## What you will do
Give the records again. Keep them exact and leave out the images.
# # # # # # #
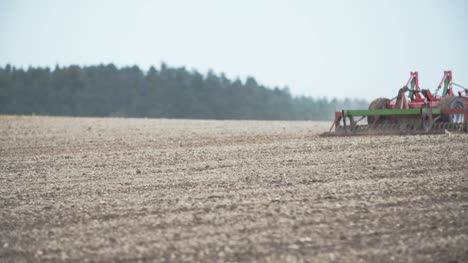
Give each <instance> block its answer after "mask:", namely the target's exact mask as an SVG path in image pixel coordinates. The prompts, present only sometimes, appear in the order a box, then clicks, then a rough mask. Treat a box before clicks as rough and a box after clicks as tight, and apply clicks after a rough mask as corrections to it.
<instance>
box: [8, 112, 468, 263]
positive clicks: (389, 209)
mask: <svg viewBox="0 0 468 263" xmlns="http://www.w3.org/2000/svg"><path fill="white" fill-rule="evenodd" d="M329 125H330V123H328V122H267V121H202V120H164V119H119V118H106V119H104V118H61V117H14V116H1V117H0V262H37V261H42V262H48V261H53V262H56V261H65V262H73V261H75V262H87V261H99V262H133V261H137V262H140V261H150V262H159V261H175V262H183V261H198V262H223V261H230V262H232V261H236V262H246V261H260V262H278V261H281V262H304V261H307V262H310V261H318V262H321V261H325V262H333V261H337V262H349V261H351V262H358V261H367V262H389V261H397V262H468V135H463V134H461V135H456V134H443V135H427V136H422V135H416V136H375V137H369V136H367V137H350V138H343V137H318V136H317V134H319V133H321V132H323V131H326V130H327V129H328V127H329Z"/></svg>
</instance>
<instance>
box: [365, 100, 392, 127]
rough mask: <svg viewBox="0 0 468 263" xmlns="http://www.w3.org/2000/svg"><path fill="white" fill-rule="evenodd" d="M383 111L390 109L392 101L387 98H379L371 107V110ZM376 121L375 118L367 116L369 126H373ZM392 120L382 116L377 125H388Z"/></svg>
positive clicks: (376, 100)
mask: <svg viewBox="0 0 468 263" xmlns="http://www.w3.org/2000/svg"><path fill="white" fill-rule="evenodd" d="M383 109H390V100H389V99H387V98H378V99H375V100H374V101H372V102H371V104H370V105H369V110H383ZM374 120H375V116H367V123H368V124H369V125H371V124H373V123H374ZM388 122H390V120H389V119H388V117H385V116H380V118H379V120H378V121H377V124H383V123H388Z"/></svg>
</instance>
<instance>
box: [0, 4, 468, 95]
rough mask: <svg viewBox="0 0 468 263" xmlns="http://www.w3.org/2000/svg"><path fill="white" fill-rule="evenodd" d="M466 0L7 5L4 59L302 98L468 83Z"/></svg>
mask: <svg viewBox="0 0 468 263" xmlns="http://www.w3.org/2000/svg"><path fill="white" fill-rule="evenodd" d="M467 9H468V1H466V0H454V1H449V0H445V1H444V0H440V1H432V0H421V1H410V0H393V1H390V0H388V1H384V0H382V1H378V0H368V1H357V0H352V1H351V0H349V1H347V0H343V1H334V0H327V1H325V0H320V1H311V0H309V1H307V0H303V1H300V0H288V1H273V0H265V1H255V0H236V1H222V0H196V1H189V0H187V1H178V0H171V1H169V0H165V1H143V0H137V1H135V0H133V1H130V0H128V1H116V0H99V1H97V0H96V1H84V0H80V1H78V0H75V1H68V0H56V1H49V0H43V1H37V0H30V1H21V0H2V1H0V34H1V39H0V40H1V41H0V65H2V66H3V65H5V64H7V63H11V64H13V65H15V66H21V67H28V66H30V65H32V66H51V67H53V66H54V65H55V64H59V65H70V64H80V65H91V64H99V63H106V64H107V63H115V64H116V65H119V66H125V65H133V64H137V65H139V66H141V67H142V68H143V69H147V68H148V67H149V66H150V65H155V66H156V67H157V68H158V67H159V64H160V63H161V62H162V61H164V62H166V63H167V64H168V65H169V66H177V67H178V66H185V67H186V68H188V69H197V70H199V71H201V72H206V71H207V70H209V69H212V70H213V71H214V72H217V73H220V72H224V73H225V74H226V75H227V76H228V77H229V78H236V77H240V78H242V79H245V77H246V76H253V77H255V78H256V79H257V81H258V82H259V83H261V84H265V85H267V86H270V87H273V86H279V87H284V86H288V87H289V88H290V90H291V92H292V93H293V94H295V95H309V96H314V97H317V96H327V97H339V98H342V97H359V98H366V99H369V100H371V99H373V98H376V97H381V96H385V97H394V96H396V94H397V91H398V89H399V88H401V87H402V86H403V85H404V84H405V82H406V80H407V78H408V77H409V72H410V71H412V70H417V71H419V73H420V83H421V86H422V88H426V89H430V90H434V89H435V87H436V86H437V84H438V82H439V80H440V79H441V77H442V74H443V70H447V69H451V70H453V76H454V82H456V83H459V84H462V85H464V86H465V87H468V53H467V51H466V48H467V47H468V15H467V14H468V12H467V11H468V10H467Z"/></svg>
# # # # # # #
## Result for this task
Give each <instance> block its answer after "mask:", namely the target's exact mask as an SVG path in image pixel coordinates. The prompts, present only sometimes, appear in the order a box, then clicks, then a rough mask. Treat a box before clicks as rough and a box after clicks as tight, and apply clicks after a rough mask as corrections to it.
<instance>
box: [8, 112, 468, 263]
positive clicks: (389, 209)
mask: <svg viewBox="0 0 468 263" xmlns="http://www.w3.org/2000/svg"><path fill="white" fill-rule="evenodd" d="M329 125H330V123H328V122H267V121H202V120H164V119H119V118H106V119H104V118H61V117H14V116H1V117H0V262H37V261H42V262H48V261H53V262H56V261H65V262H73V261H75V262H87V261H99V262H133V261H137V262H140V261H150V262H159V261H175V262H183V261H198V262H223V261H230V262H232V261H236V262H246V261H260V262H278V261H281V262H304V261H307V262H310V261H318V262H321V261H325V262H333V261H337V262H349V261H351V262H358V261H367V262H389V261H397V262H468V135H463V134H461V135H456V134H443V135H427V136H422V135H416V136H375V137H369V136H367V137H350V138H343V137H318V136H317V134H319V133H321V132H323V131H326V130H327V129H328V127H329Z"/></svg>
</instance>
<instance>
box: [365, 100, 392, 127]
rough mask: <svg viewBox="0 0 468 263" xmlns="http://www.w3.org/2000/svg"><path fill="white" fill-rule="evenodd" d="M383 111L390 109L392 101L387 98H379L371 107V110ZM376 121L375 118L367 116L369 126H373ZM392 120L382 116L377 125H388Z"/></svg>
positive clicks: (376, 100)
mask: <svg viewBox="0 0 468 263" xmlns="http://www.w3.org/2000/svg"><path fill="white" fill-rule="evenodd" d="M383 109H390V100H389V99H387V98H378V99H375V100H374V101H372V102H371V104H370V105H369V110H383ZM374 120H375V116H367V123H368V124H369V125H371V124H373V123H374ZM388 122H390V120H389V119H388V117H385V116H380V118H379V120H378V121H377V124H383V123H388Z"/></svg>
</instance>
<instance>
box: [0, 4, 468, 95]
rough mask: <svg viewBox="0 0 468 263" xmlns="http://www.w3.org/2000/svg"><path fill="white" fill-rule="evenodd" d="M466 0L7 5L4 59L302 98L468 83Z"/></svg>
mask: <svg viewBox="0 0 468 263" xmlns="http://www.w3.org/2000/svg"><path fill="white" fill-rule="evenodd" d="M467 9H468V1H466V0H454V1H449V0H445V1H444V0H440V1H432V0H421V1H410V0H393V1H390V0H388V1H384V0H382V1H378V0H368V1H357V0H352V1H351V0H349V1H347V0H343V1H334V0H327V1H325V0H320V1H311V0H309V1H307V0H303V1H300V0H288V1H273V0H265V1H255V0H236V1H222V0H196V1H189V0H187V1H178V0H171V1H169V0H165V1H143V0H137V1H135V0H133V1H130V0H128V1H116V0H99V1H97V0H96V1H84V0H80V1H78V0H75V1H68V0H56V1H49V0H43V1H37V0H30V1H21V0H2V1H0V34H1V39H0V40H1V41H0V65H2V66H3V65H5V64H7V63H11V64H13V65H15V66H21V67H28V66H30V65H32V66H51V67H53V66H54V65H55V64H59V65H70V64H80V65H91V64H99V63H106V64H107V63H115V64H116V65H119V66H125V65H133V64H137V65H139V66H141V67H142V68H143V69H147V68H148V67H149V66H150V65H155V66H156V67H157V68H158V67H159V64H160V63H161V62H162V61H164V62H166V63H167V64H168V65H169V66H177V67H178V66H185V67H186V68H188V69H197V70H199V71H201V72H206V71H207V70H209V69H212V70H213V71H214V72H217V73H220V72H224V73H225V74H226V75H227V76H228V77H229V78H236V77H240V78H242V79H245V77H246V76H253V77H255V78H256V79H257V81H258V82H259V83H261V84H265V85H267V86H270V87H273V86H279V87H284V86H288V87H289V88H290V90H291V92H292V93H293V94H295V95H309V96H314V97H317V96H327V97H339V98H342V97H359V98H366V99H369V100H371V99H373V98H376V97H381V96H385V97H394V96H396V94H397V91H398V89H399V88H401V87H402V86H403V85H404V84H405V82H406V80H407V78H408V77H409V72H410V71H412V70H417V71H419V73H420V83H421V86H422V88H426V89H430V90H434V89H435V87H436V86H437V84H438V82H439V80H440V79H441V77H442V74H443V70H447V69H451V70H453V76H454V82H456V83H459V84H462V85H464V86H465V87H468V53H467V51H466V48H467V47H468V15H467V14H468V12H467V11H468V10H467Z"/></svg>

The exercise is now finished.